━━━━━ Given entries

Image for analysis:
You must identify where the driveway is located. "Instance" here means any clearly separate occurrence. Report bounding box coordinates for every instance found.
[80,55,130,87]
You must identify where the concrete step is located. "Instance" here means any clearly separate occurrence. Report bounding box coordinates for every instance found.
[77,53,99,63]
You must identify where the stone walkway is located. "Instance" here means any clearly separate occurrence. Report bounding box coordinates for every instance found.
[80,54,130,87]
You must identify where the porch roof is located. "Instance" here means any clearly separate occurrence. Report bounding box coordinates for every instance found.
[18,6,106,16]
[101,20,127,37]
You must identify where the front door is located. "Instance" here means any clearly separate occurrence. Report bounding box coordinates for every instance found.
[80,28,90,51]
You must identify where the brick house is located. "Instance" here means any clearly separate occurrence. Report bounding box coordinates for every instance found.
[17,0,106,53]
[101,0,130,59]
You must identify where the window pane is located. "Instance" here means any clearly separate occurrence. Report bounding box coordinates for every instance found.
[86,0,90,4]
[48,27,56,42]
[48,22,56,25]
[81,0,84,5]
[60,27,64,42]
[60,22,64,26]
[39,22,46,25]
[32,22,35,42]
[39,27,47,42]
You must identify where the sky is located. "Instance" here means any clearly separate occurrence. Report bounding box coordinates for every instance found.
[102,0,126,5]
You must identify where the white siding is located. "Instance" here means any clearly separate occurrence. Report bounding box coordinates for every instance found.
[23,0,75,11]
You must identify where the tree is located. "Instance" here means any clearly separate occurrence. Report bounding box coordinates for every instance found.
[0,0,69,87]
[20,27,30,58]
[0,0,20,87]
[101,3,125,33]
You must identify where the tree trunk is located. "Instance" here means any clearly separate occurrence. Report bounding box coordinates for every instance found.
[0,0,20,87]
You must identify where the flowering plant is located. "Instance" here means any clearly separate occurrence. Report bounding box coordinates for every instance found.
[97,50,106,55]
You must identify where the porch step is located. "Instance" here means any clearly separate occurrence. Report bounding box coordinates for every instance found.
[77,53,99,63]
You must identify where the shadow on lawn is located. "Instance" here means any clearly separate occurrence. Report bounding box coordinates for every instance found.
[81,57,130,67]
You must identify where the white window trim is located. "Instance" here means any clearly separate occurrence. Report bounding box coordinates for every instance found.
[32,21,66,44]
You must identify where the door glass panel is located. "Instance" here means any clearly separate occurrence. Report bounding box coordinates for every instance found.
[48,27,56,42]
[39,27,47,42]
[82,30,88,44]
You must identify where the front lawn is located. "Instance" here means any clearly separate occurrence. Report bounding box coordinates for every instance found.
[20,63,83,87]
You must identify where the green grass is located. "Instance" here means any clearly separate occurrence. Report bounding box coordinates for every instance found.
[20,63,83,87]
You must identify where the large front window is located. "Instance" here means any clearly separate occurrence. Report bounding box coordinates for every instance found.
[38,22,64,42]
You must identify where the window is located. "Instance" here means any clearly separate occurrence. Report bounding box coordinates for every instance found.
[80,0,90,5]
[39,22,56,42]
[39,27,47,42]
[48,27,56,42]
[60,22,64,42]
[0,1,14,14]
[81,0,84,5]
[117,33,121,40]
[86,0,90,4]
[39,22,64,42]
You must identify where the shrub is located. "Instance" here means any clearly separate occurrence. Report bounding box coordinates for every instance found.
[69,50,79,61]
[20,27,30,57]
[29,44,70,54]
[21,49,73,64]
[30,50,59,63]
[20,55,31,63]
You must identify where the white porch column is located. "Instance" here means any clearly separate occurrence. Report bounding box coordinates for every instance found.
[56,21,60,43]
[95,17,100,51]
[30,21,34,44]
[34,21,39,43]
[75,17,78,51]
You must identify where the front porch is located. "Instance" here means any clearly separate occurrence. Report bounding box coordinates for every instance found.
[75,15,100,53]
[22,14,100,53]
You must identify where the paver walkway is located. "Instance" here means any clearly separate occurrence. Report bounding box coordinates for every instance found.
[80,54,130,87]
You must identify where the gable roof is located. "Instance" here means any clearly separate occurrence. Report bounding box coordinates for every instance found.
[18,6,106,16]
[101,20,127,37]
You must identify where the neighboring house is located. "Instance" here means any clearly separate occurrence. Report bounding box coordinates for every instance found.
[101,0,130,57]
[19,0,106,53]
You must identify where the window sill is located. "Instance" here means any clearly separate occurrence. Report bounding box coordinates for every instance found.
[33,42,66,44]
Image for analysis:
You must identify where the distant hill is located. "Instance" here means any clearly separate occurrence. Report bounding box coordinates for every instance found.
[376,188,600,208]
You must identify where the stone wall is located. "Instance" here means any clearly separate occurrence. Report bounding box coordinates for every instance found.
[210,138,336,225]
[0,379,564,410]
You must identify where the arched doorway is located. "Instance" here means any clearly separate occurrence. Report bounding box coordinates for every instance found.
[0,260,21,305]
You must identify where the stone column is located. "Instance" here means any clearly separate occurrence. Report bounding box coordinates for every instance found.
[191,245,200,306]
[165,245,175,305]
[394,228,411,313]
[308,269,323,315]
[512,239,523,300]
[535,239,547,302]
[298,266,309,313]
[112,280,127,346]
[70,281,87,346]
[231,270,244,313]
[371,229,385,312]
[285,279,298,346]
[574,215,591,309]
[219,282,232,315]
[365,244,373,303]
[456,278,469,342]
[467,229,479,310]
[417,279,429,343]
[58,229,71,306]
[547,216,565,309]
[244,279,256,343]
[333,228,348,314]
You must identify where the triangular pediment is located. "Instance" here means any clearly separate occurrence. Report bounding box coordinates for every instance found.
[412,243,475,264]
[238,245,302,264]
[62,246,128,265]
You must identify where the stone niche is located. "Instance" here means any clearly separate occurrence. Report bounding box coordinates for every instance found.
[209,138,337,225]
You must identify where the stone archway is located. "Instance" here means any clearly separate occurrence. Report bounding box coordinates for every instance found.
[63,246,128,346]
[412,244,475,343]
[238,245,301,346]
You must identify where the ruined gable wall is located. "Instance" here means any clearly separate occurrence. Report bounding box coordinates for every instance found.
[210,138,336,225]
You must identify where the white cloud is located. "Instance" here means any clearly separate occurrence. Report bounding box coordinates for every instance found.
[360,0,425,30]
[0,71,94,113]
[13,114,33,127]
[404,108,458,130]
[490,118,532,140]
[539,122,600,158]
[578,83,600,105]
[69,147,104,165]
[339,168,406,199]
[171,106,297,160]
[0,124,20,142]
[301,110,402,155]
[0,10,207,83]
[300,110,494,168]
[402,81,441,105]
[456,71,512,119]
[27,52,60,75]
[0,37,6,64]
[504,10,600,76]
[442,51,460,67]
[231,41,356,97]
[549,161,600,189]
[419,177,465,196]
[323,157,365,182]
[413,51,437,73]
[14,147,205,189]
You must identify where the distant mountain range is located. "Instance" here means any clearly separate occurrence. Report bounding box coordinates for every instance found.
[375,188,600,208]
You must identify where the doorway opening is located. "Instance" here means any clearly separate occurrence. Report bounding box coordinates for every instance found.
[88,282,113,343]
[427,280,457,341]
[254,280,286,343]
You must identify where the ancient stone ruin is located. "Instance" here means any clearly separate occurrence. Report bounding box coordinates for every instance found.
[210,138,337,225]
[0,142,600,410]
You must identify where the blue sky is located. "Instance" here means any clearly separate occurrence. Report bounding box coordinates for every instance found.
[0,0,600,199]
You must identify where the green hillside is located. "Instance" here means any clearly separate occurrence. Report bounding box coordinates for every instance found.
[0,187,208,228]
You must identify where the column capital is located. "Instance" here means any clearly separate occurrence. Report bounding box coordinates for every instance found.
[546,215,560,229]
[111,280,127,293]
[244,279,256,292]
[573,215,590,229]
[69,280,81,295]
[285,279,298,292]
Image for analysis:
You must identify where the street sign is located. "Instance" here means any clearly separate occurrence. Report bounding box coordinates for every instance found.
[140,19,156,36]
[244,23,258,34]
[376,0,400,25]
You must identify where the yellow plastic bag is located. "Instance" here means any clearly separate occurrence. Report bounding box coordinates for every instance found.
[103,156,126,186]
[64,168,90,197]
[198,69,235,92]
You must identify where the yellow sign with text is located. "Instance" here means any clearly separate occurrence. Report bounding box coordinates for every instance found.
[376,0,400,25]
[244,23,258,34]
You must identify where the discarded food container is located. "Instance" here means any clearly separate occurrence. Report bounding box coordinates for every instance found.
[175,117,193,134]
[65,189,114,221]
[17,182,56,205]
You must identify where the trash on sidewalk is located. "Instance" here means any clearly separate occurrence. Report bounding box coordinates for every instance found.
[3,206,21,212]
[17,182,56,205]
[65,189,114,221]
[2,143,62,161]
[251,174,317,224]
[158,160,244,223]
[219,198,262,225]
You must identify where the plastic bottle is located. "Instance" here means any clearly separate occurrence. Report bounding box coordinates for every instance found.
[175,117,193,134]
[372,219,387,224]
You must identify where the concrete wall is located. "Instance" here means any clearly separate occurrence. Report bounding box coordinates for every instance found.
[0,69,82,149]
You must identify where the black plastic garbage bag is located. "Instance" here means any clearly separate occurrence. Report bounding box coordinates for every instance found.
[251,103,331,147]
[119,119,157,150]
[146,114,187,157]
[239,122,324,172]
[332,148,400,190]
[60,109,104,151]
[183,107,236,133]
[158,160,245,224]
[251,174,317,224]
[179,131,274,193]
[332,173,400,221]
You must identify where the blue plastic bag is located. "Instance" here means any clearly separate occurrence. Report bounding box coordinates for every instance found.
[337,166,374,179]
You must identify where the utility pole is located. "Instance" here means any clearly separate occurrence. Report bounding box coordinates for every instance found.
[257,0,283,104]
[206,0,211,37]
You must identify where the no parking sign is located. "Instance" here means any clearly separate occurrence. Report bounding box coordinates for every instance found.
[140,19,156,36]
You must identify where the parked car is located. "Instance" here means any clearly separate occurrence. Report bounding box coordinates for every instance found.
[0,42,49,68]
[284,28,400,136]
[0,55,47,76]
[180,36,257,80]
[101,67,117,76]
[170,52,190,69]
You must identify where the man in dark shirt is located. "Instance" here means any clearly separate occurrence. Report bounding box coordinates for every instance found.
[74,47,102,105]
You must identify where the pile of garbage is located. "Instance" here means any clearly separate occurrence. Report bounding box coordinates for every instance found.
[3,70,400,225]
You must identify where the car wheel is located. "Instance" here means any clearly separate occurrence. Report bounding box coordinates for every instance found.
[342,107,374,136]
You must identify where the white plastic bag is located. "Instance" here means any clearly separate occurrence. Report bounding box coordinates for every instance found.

━━━━━━━━━━

Instructions to follow ▸
Begin at the line that has "You must identify where the no" and stop after the final line of the records. Rewrite those lines with "garbage" swapped for "trash", changing nothing else.

Solution to the exercise ▸
You must identify where the no parking sign is located. "Instance" here means any clearly separate occurrence. Report bounding box coordinates for every instance found.
[140,19,156,36]
You must identify where the parked car is located. "Instance" here means any clearly separate occurrence. Report bounding box coordinates for every instance found.
[0,42,49,68]
[284,28,400,136]
[0,55,47,76]
[180,36,257,80]
[101,67,117,76]
[170,52,190,69]
You must identify where the man in dark shirt is located. "Instance" here means any clearly separate occurrence. Report bounding box coordinates for every instance found.
[74,47,102,105]
You must identify where the pile of trash is located. "Instance" here means any clearly separate occurrence. Report bounding box coordinates for every instance found.
[3,70,400,225]
You must identify where the car wheel is located. "Instance" here means any clearly separate occurrence. Report bounding box coordinates for every instance found.
[342,107,374,136]
You must identify where the white plastic bag is located. "Instance" here means any clearly separate occurrence. Report bounding box coordinates for every instance found.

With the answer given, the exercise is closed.